What you have to do:
Copy out only those lines running from the line with "the winglet, imagine" to the end of the listing, keeping each one exactly as it is.

Records from a data source:
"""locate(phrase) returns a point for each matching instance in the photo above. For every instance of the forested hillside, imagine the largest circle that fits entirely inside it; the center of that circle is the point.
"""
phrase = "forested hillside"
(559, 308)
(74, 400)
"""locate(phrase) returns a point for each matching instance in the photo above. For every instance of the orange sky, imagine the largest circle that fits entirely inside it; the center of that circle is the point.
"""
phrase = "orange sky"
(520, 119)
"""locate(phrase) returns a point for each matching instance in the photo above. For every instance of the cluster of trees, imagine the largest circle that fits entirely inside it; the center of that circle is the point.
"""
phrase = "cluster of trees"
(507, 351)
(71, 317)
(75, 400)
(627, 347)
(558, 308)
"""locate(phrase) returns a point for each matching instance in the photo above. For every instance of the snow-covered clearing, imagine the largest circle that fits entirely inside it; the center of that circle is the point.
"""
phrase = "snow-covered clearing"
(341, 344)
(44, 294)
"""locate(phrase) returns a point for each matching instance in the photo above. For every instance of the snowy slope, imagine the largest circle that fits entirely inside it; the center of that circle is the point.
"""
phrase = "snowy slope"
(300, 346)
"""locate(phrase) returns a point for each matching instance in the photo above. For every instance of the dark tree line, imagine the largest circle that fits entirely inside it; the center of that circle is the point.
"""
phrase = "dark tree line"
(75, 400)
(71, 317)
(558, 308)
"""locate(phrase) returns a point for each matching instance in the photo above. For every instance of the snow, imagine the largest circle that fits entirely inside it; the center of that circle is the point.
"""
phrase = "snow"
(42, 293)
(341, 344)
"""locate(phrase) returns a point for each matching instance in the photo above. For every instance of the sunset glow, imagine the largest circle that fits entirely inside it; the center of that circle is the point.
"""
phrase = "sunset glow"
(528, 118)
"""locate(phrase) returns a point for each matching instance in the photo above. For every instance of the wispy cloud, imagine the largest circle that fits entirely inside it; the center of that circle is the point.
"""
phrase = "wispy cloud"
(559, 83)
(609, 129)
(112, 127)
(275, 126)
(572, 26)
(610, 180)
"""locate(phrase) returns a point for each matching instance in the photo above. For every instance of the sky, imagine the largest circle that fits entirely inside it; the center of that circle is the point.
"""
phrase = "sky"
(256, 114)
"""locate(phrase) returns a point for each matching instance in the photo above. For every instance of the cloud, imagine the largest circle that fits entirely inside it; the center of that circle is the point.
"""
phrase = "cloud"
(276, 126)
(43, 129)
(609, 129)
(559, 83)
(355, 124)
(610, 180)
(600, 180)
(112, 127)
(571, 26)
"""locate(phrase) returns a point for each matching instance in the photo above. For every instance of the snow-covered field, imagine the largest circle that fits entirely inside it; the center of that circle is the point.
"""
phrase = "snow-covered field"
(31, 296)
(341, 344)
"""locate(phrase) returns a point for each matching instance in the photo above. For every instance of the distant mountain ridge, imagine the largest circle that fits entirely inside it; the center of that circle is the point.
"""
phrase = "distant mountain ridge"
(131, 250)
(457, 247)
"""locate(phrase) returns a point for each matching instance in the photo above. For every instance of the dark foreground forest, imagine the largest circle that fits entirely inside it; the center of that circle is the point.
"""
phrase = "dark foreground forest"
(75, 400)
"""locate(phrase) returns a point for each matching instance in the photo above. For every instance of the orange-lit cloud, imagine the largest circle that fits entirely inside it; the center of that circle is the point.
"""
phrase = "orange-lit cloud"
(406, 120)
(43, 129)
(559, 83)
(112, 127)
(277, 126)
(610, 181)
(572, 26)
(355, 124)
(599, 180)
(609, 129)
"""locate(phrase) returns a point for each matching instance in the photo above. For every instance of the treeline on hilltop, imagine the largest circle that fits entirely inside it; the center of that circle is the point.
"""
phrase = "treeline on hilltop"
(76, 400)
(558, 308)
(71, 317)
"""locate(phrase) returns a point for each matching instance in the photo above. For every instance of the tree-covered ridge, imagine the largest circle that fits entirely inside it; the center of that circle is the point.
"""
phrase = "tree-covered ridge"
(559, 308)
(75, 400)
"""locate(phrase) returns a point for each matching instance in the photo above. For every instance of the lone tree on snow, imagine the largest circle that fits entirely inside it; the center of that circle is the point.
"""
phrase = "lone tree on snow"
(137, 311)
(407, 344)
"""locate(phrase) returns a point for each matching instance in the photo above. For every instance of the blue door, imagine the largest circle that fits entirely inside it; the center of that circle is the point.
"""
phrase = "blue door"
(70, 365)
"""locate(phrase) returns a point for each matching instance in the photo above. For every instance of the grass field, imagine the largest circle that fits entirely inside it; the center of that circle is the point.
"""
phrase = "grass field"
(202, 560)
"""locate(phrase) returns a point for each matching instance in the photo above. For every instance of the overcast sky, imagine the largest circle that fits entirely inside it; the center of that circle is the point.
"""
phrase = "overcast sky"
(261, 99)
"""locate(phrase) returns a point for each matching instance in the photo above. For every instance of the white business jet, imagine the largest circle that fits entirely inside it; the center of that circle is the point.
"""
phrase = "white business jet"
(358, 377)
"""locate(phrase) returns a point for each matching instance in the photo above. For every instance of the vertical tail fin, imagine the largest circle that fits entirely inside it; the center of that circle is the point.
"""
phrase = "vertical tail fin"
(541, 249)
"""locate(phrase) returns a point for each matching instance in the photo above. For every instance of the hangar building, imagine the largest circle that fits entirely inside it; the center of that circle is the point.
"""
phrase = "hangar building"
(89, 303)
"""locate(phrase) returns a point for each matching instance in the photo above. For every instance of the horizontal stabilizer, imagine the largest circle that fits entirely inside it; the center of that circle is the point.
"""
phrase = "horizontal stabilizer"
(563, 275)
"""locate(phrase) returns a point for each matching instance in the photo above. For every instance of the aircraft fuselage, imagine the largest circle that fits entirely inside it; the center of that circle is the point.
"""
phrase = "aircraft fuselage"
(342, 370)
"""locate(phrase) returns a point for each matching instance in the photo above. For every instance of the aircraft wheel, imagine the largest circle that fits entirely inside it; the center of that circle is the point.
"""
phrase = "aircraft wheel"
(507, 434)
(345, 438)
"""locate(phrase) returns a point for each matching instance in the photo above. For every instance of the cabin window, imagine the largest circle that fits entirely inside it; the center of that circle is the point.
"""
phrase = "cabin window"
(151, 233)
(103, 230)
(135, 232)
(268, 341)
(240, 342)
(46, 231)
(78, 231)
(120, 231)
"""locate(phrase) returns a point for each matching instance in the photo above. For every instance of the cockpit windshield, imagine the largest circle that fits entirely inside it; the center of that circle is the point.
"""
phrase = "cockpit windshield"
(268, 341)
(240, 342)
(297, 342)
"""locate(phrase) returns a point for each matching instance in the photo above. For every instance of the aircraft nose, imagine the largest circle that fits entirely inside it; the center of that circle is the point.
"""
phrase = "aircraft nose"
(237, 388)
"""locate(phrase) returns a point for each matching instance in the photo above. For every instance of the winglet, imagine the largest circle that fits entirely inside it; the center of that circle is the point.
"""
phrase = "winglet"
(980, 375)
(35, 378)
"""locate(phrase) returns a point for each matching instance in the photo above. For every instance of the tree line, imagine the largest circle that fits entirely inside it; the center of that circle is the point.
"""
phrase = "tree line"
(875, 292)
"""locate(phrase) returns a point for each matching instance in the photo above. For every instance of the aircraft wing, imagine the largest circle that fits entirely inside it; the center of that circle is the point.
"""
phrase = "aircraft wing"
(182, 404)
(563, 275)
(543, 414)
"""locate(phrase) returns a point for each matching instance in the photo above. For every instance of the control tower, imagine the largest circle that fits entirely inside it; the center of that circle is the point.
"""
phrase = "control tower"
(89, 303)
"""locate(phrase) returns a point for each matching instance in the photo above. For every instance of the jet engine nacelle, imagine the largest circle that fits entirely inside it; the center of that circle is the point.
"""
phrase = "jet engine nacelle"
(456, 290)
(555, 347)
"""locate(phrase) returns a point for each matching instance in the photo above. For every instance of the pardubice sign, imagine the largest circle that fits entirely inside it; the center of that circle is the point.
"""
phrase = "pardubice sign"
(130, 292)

Solution:
"""locate(phrase) returns a point for each matching instance in the photo above. For every instance of the winglet, imagine the largest circle that fits entirely inside it; the center of that circle is the point.
"""
phrase = "winglet"
(980, 375)
(35, 378)
"""locate(phrase) returns a point for each matching instance in the photo above. For every instance of the tree line, imagine the largest circle that fits entirely inside it; the center of that circle is the point.
"""
phrase = "tree line"
(875, 292)
"""locate(phrase) returns a point for each matching instance in the photo above. For every instance of the aircraft wing, imagine the largest circle that fits entirely inside it; the center of that circle is the point.
"""
phrase = "aircraft wing"
(182, 404)
(563, 275)
(543, 414)
"""locate(phrase) returns a point for each matching instance in the photo above. For every instance of the control tower, imagine the largest circle that fits entirely inside it; the center of that circle is the point.
"""
phrase = "control tower"
(89, 303)
"""locate(phrase) returns a point for each matching instance in the photo above. For every instance of the jet engine nacelle, imagine the largest circle that fits entirely inside it; the center of that circle is the point.
"""
phrase = "jet engine nacelle"
(456, 290)
(555, 347)
"""locate(phrase) returns a point for each matching instance in the photo above. For every instance of the pardubice sign, imagine the largest circle that fits entirely inside it; the center of that circle is the point.
"""
phrase = "pardubice sign"
(130, 292)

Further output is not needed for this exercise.